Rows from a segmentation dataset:
--------------------------------------------------
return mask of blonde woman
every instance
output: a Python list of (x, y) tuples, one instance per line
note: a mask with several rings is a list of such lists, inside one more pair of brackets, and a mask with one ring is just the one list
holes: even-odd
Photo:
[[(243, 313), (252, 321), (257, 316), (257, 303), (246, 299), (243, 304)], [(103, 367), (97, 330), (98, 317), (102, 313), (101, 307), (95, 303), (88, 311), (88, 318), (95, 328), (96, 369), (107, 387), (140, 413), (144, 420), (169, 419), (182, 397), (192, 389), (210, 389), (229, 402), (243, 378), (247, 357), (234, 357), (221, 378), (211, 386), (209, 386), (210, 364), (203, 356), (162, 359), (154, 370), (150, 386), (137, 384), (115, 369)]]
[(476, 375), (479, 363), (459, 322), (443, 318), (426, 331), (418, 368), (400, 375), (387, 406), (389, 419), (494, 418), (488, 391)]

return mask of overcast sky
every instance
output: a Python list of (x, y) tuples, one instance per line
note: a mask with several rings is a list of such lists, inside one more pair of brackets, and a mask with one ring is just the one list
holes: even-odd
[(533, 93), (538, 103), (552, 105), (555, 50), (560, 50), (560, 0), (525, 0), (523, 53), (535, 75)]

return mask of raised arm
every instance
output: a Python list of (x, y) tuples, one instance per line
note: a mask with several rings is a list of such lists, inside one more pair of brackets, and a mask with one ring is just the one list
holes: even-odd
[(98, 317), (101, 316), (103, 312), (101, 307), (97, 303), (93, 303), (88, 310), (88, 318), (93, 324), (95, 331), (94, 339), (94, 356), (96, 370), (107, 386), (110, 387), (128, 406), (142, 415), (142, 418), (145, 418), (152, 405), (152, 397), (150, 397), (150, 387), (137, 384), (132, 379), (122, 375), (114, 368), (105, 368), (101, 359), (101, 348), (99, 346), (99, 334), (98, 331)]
--------------------------------------------------
■ Work to complete ■
Copy the material from its first line through the line that contains "418), (488, 391)]", changing "woman" to "person" and leaving everything else the same.

■ Result for this task ■
return mask of blonde person
every instance
output: a Python list of (x, y) tuples, one instance per line
note: a mask with several rings is a list of such lists, inside one more pair of brackets, and a mask with one ring is just the one list
holes: even-odd
Photo:
[[(243, 313), (252, 321), (257, 316), (257, 303), (246, 299), (243, 304)], [(103, 367), (97, 330), (98, 317), (102, 313), (101, 307), (95, 303), (88, 311), (88, 318), (95, 328), (96, 369), (107, 387), (140, 413), (144, 420), (169, 419), (182, 397), (192, 389), (210, 389), (229, 402), (243, 378), (247, 357), (234, 357), (221, 378), (211, 386), (209, 386), (210, 364), (203, 356), (162, 359), (154, 370), (150, 386), (137, 384), (115, 369)]]
[(476, 375), (479, 363), (459, 322), (443, 318), (426, 331), (418, 368), (400, 375), (387, 406), (389, 419), (494, 418), (488, 391)]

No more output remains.